** The records **
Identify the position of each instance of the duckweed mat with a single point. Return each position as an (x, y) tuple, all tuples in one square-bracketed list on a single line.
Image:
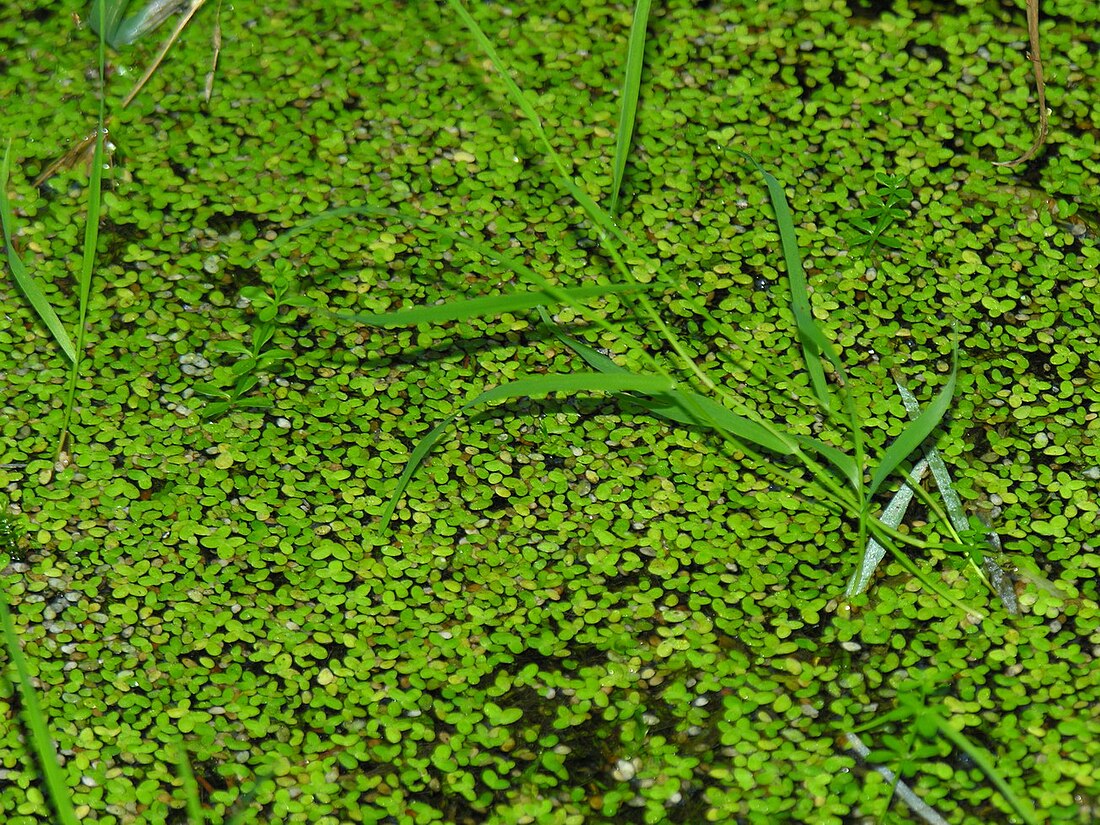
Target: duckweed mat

--

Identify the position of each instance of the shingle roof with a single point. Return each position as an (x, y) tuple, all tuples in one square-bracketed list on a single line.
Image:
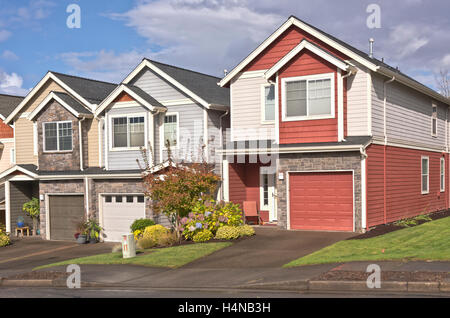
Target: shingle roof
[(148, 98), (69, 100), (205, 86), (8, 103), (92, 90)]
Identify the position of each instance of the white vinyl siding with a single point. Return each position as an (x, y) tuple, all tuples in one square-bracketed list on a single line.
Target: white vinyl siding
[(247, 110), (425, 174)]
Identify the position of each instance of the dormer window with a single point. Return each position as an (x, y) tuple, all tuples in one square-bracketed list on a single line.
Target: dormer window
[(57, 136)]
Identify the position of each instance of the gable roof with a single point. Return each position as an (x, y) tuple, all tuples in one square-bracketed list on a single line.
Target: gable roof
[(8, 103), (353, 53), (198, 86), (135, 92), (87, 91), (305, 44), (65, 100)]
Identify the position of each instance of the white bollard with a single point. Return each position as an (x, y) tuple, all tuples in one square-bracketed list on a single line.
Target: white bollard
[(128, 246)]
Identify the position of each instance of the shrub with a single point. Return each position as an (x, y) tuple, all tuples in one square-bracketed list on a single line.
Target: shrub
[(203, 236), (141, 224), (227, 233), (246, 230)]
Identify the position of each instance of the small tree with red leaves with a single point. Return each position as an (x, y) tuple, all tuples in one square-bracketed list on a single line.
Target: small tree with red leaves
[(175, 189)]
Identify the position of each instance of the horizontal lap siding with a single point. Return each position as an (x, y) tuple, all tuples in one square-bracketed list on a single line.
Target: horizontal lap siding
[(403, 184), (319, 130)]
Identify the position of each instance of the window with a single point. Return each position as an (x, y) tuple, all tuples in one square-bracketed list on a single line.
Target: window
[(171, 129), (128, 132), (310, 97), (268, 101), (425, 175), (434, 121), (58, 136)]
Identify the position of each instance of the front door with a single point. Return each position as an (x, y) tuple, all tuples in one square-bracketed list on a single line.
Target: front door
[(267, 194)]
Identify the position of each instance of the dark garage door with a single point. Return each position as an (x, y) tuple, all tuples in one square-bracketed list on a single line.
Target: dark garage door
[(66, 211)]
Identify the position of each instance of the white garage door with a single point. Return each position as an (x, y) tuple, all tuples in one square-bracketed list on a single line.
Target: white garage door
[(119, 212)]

==

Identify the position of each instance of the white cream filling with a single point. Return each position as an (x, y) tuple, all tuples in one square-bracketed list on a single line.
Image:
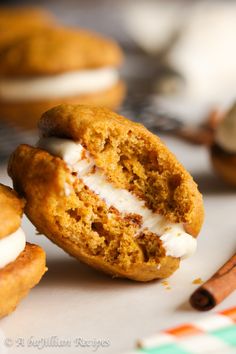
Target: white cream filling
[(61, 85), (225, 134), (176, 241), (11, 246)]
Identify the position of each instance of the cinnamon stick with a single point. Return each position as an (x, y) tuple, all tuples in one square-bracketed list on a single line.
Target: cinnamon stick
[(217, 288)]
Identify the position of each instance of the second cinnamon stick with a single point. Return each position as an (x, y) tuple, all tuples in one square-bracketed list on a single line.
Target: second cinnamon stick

** Given task **
Lay out the stretch from the line containing "Identify the position of each instance of the white garage" through the line containing "[(119, 212)]" as a Markdown table with the columns Number and Record line, one row per line and blank lines left out.

** Result of the exercise **
| Number | Record line |
|---|---|
| 1 | Identify the position of each instance of the white garage door with a single point. Return each position as an (x, y) tuple, all tuples in one square-bracketed list on a single line. |
| 2 | Target: white garage door |
| 3 | [(119, 212)] |